(ARTIGO)
----
Em paralelo, o escândalo da Porta 18 (“não temos nada a ver com o que fazem os nossos funcionários”), o caso dos vouchers, o perdão da dívida pelo Novo Banco (outra amnistia, paga com os nossos impostos), o caso dos emails, e dos padres, e da toupeira (“não temos nada a ver com o que fazem os nossos funcionários”, A Sequela), o apertão de pescoço a um adepto em plena AG, as agressões verbais a outro, a operação Lex (“quando sair do Benfica vou mais pobre, não vou mais rico”), e, cereja no topo do bolo, a banhada que ia dando ao clube com a OPA.
Essa OPA vieirista, inútil do ponto de vista estratégico, mal justificada, financeiramente desastrada, pretendia comprar por 5 euros ações que não valiam nem metade. Contaram-se umas lérias sobre recompensar os sócios que ajudaram o clube, mas a verdade é que a operação continuava a ser tão inesperada quanto ridícula.
Pouco depois, o Expresso noticia que o maior acionista individual do Benfica tem negócios de milhões com Vieira, alguns tendo a filha do presidente como testa de ferro; acionista esse que comprou as ações a 1 euro e que as iria vender agora a 5 euros, não fosse a imprensa dar com a boca no trombone e a CMVM ter andado a arrastar os pés.
De repente, está explicada a OPA: dar dinheiro do Benfica ao sócio do Vieira. Tirar do clube para dar ao amigo. Amizades à Sócrates. "Eu nem ia comer nada", disse o amigo do Vieira, já com a colher da sopa enfiada na boca. Se precisamos de melhor exemplo de que a raposa está na capoeira, não vamos ter. A OPA foi cancelada, tornando claro para todos o que já estava implícito há muito tempo: o Benfica não é liderado por gente séria. Sou do Benfica, e isso já não me envaidece.
----
(Dados registados)
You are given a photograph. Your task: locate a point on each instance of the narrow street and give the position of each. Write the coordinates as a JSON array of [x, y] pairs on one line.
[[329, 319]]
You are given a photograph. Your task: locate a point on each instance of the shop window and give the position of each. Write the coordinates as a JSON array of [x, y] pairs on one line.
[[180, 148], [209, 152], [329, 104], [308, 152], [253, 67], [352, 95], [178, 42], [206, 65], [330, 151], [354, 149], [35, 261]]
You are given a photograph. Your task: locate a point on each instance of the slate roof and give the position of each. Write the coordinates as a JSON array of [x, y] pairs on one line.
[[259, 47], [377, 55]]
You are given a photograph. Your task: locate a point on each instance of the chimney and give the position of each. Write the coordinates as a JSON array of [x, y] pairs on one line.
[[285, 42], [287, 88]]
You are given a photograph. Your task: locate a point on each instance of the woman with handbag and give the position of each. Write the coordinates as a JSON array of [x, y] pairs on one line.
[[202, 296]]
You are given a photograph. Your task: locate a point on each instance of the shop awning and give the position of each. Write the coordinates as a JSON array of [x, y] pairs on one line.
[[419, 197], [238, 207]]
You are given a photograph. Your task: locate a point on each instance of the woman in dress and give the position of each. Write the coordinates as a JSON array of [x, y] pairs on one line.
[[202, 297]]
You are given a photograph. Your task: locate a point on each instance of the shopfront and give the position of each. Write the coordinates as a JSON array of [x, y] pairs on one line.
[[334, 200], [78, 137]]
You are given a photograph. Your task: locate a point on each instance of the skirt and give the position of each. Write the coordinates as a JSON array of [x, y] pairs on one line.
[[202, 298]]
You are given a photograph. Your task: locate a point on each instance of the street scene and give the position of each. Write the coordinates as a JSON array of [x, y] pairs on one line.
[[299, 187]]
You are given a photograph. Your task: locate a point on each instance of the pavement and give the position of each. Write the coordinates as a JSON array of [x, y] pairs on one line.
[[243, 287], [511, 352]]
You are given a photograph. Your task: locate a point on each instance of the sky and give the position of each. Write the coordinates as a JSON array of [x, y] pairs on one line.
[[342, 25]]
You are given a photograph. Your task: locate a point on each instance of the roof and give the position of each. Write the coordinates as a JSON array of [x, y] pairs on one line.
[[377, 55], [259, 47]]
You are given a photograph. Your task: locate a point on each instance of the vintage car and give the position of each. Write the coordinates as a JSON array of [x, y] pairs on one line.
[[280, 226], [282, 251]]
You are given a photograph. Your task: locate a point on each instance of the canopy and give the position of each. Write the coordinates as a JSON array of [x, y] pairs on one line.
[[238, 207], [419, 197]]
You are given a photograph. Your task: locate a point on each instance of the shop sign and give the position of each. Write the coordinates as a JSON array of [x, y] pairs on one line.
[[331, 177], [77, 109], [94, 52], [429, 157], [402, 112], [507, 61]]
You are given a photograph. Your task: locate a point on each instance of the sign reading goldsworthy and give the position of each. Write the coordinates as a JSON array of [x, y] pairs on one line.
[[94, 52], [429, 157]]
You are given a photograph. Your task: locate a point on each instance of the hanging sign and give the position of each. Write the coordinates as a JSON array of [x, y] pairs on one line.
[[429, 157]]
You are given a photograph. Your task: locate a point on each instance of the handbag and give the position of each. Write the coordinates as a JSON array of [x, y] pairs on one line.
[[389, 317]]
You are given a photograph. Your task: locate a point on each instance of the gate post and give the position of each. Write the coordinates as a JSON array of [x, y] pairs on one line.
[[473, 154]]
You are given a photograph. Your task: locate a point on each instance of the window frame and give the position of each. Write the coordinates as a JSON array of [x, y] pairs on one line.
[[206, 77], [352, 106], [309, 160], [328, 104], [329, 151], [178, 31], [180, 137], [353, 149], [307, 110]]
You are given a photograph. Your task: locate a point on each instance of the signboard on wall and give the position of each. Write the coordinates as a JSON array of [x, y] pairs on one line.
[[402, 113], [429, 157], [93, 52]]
----
(AÇÕES A TOMAR)
1) Atualize o trecho do artigo que começa em "Essa OPA vieirista, inútil" e vai até "arrastar os pés.", trocando "CMVM" por "entidade reguladora".
2) Desloque as coordenadas das respostas somando 83 a cada número e reproduza as linhas dos registos desde o início dos registos até à linha com "[[329, 319]]", inclusive, com os pedidos incluídos.
Os registos não têm qualquer relação com o artigo.

(RESULTADOS DAS TAREFAS)
1)
Essa OPA vieirista, inútil do ponto de vista estratégico, mal justificada, financeiramente desastrada, pretendia comprar por 5 euros ações que não valiam nem metade. Contaram-se umas lérias sobre recompensar os sócios que ajudaram o clube, mas a verdade é que a operação continuava a ser tão inesperada quanto ridícula.
Pouco depois, o Expresso noticia que o maior acionista individual do Benfica tem negócios de milhões com Vieira, alguns tendo a filha do presidente como testa de ferro; acionista esse que comprou as ações a 1 euro e que as iria vender agora a 5 euros, não fosse a imprensa dar com a boca no trombone e a entidade reguladora ter andado a arrastar os pés.

2)
You are given a photograph. Your task: locate a point on each instance of the narrow street and give the position of each. Write the coordinates as a JSON array of [x, y] pairs on one line.
[[412, 402]]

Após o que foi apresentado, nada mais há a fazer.